■ **TEXT TO READ**:
---

The cannabis industry is rife with problems; and the problems are becoming one of its biggest commonalities. For the Canadian government, the issue is exemplified by a struggle to collect cannabis excise taxes. Right now, the inability to get payments from many companies, leaves the Canadian government as one of the biggest creditors in the cannabis industry.
Canadian government a main creditor of cannabis companies
Canada’s cannabis industry, along with US industries, has a lot of problems; and collecting tax payments is one of them. Canada is already sending tax collectors out for the growing unpaid excise taxes that companies aren’t coughing up. These general issues are exemplified by companies outside of taxation, and involve layoffs, restructuring activities, closures, and stock market issues, as well.
There is a major shortcoming in this industry wherein companies cannot earn profits; with as few as 24.4% earning a profit in 2022, according to cannabis consulting firm Whitney Economics. This brings up the question of how a company which is having a hard time simply staying afloat; is going to pay off its debts to anyone.
MJBizDaily recently did a review of the insolvency filings from different companies. The information comes through the Canada Revenue Agency and Health Canada; which are in charge of tax collection and regulation, respectively. One of the more interesting filings is from the Vancouver-based cannabis producer Tantalus Labs.
Tantalus, like many other companies, is having problems. Recently it filed court paperwork in British Columbia, to pursue an Intent for Restructuring. What the paperwork shows, is that one of the company’s biggest creditors that its unable to pay, is the Canadian government. Half the company’s unsecured debts (any debt without guarantor or collateral), are to the country’s government; which is one of 92 creditors that Tantalus owes.
In total, Tantalus owes $8.4 million CAD, and $4.5 million of that is owed to the Canadian government in unpaid cannabis taxes. The money was supposed to be paid to Canada’s Receiver General, which is the body that takes payments for the federal government. The company also has a debt to Health Canada, which is far less at $388,490 CAD. This means that between two government agencies, Tantalus owes 58% of its current debt.
Where else we see this
Perhaps these filings make clear why the Canadian government has been flailing around so much. There’s a lot in unpaid taxes – MJBizDaily put it at $192.7 million CAD just to the Canada Revenue Agency (CRA) as of March 31st of this year. The Receiver General and Health Canada are other agencies that came up a lot as unpaid creditors in the filings. This is not the majority of tax money by any means, as the country brought in about $1.5 billion in tax revenue (excise, sales, fees) from the 2021-2022 year. The goal, of course, is not to collect some tax money, but all of it; and to not have a growing trend of companies not paying.

---

■ **DATA BLOCK**:
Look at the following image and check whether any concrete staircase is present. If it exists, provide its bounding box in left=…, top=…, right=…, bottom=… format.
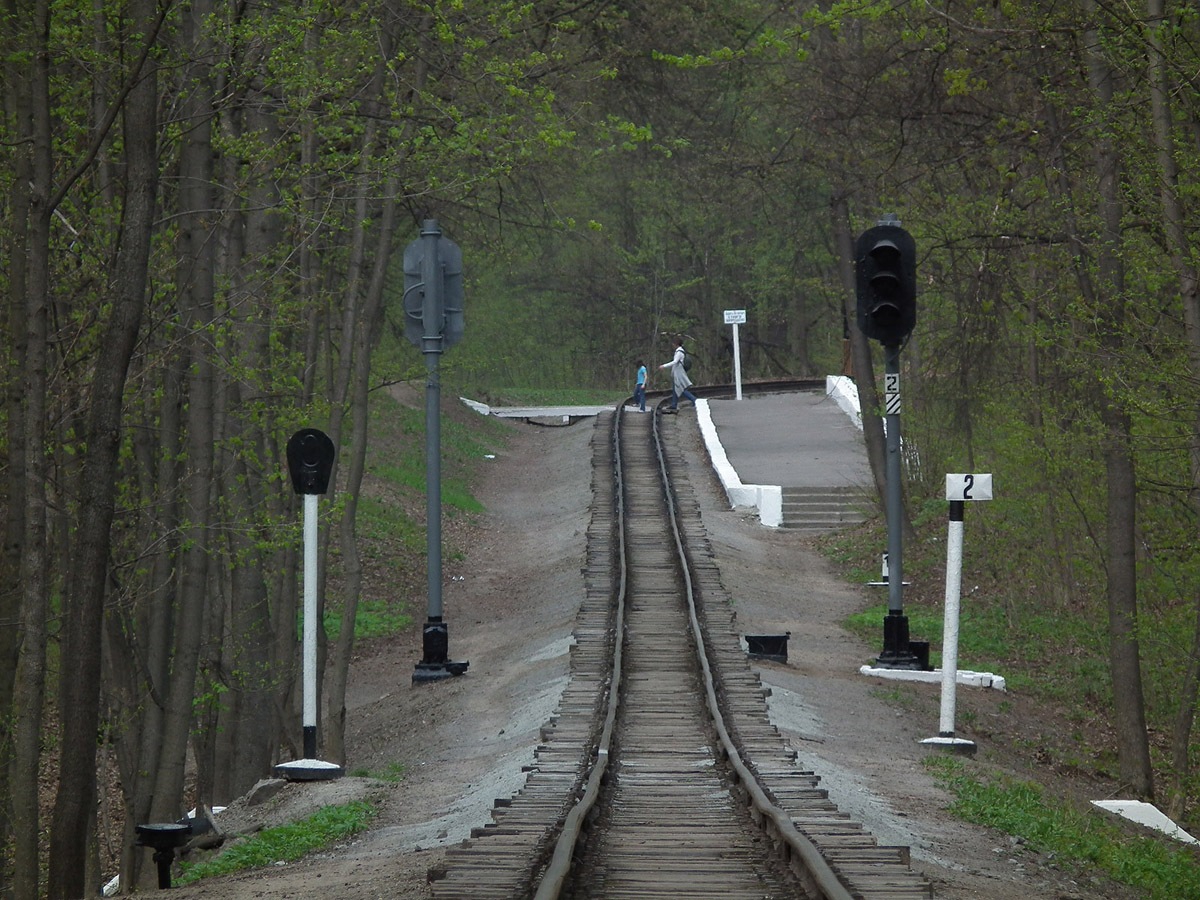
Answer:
left=780, top=487, right=872, bottom=533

---

■ **TASKS TO PERFORM**:
A - According to the article on Canada's cannabis taxes, how much does Tantalus Labs owe the Canadian government in unpaid cannabis taxes?
B - Translate this sentence from the article on Canada's cannabis taxes into Spanish: "In total, Tantalus owes $8.4 million CAD, and $4.5 million of that is owed to the Canadian government in unpaid cannabis taxes."

■ **SOLUTIONS TO THE PROBLEMS**:
A - $4.5 million CAD

B - En total, Tantalus debe 8,4 millones de dólares canadienses, y 4,5 millones de esa suma se le deben al gobierno canadiense en impuestos sobre el cannabis no pagados.